• Requirement 1: Copy the listing word for word, from its first line through the line containing "pixel 248 699", both ends included.

• Text excerpt:
-- BEGIN --
You Need Data to Write a Fair Engineering Performance Review
How to reduce engineering performance review bias with data
There is a lot of skepticism about using data for engineering performance reviews.
Bad managers have a long history of abusing data, such as stack ranking and firing people based on lines of code.
However, these abuses are not an indictment of data itself. When applied properly, it can fill critical knowledge gaps and provide clarity for managers rather than dehumanizing them by trying to replace their judgment.
There’s no such thing as a data-free review either. Managers who “don’t use data” are really just relying on qualitative data from their own memory.
Unfortunately, human memory is severely biased, even with the best of intentions.
-- END --
• Data lines:
-- BEGIN --
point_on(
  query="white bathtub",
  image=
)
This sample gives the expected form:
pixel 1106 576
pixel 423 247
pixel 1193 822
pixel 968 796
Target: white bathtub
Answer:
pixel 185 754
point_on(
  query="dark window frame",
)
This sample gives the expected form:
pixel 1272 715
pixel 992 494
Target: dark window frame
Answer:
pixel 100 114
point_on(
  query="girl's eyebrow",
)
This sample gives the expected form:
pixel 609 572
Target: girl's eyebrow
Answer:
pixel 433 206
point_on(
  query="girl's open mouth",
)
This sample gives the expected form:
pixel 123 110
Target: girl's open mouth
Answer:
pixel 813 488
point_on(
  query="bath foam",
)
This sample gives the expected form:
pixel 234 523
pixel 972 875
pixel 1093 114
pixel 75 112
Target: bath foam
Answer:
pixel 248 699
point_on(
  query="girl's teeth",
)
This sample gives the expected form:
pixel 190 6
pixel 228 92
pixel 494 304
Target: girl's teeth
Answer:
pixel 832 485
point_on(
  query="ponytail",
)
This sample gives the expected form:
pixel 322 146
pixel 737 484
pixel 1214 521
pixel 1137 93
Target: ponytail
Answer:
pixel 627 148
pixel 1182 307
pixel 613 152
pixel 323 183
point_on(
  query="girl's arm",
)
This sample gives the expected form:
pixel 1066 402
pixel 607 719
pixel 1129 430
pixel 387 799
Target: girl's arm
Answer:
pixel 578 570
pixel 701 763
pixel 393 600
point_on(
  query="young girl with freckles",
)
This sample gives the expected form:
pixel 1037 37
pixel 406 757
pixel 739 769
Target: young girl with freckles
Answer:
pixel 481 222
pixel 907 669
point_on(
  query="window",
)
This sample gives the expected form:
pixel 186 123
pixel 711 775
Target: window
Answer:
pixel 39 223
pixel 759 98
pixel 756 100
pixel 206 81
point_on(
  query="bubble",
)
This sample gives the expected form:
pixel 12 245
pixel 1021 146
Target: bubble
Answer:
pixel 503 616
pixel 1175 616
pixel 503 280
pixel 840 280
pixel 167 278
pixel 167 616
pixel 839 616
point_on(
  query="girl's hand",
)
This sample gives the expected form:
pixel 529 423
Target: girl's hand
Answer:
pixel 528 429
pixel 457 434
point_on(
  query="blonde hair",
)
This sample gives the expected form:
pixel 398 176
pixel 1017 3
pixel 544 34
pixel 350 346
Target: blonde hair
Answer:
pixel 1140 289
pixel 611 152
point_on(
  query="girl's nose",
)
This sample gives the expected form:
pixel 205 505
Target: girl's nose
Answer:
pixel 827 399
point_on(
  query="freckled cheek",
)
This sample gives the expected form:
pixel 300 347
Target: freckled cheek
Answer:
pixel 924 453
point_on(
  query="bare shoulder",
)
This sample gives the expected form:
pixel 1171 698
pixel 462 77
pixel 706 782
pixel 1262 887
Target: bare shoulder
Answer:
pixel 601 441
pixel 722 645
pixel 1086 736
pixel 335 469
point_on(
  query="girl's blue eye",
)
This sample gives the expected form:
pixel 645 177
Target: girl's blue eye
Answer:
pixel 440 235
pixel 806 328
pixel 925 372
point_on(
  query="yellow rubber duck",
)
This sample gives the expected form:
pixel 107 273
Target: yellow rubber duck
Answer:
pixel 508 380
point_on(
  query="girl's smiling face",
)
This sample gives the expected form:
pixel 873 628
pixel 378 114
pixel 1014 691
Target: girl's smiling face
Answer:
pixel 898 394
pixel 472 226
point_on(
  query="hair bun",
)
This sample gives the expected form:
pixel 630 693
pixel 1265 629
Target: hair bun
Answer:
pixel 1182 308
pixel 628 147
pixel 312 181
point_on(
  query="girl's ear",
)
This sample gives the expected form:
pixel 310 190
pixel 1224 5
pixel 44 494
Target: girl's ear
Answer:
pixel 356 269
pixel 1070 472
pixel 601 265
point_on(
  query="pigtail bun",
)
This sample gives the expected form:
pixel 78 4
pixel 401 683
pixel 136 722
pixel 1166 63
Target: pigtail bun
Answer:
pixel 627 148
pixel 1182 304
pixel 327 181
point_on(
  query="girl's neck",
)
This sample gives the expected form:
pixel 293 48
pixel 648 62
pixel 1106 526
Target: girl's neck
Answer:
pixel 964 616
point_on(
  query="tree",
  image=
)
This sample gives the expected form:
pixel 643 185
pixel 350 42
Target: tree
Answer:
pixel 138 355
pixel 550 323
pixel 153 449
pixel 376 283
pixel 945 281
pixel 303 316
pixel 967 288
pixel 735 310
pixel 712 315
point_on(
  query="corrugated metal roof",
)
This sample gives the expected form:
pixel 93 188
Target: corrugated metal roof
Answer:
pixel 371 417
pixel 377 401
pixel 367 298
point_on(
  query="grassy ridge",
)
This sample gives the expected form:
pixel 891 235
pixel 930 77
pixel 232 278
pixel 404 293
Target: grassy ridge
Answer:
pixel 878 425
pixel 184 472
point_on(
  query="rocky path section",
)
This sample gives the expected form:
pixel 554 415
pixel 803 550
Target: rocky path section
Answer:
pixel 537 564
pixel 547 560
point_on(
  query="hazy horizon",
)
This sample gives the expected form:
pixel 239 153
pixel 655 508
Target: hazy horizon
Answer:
-- END --
• Requirement 2: In the piece on engineering performance reviews, what are managers who "don't use data" really relying on?

• Complete output 1:
point_on(
  query="white bathtub",
  image=
)
This sample gives the expected form:
pixel 1106 576
pixel 423 247
pixel 1193 822
pixel 968 796
Target: white bathtub
Answer:
pixel 185 754
point_on(
  query="dark window frame",
)
This sample gives the expected form:
pixel 1272 715
pixel 992 494
Target: dark window frame
Answer:
pixel 100 114
point_on(
  query="girl's eyebrow",
)
This sample gives the expected form:
pixel 609 572
Target: girl's eyebrow
Answer:
pixel 433 206
point_on(
  query="girl's open mouth",
)
This sample gives the expected form:
pixel 123 110
Target: girl's open mouth
Answer:
pixel 813 488
point_on(
  query="bath foam",
)
This sample gives the expected form:
pixel 234 523
pixel 972 875
pixel 1093 114
pixel 75 112
Target: bath foam
Answer:
pixel 248 699

• Complete output 2: Qualitative data from their own memory.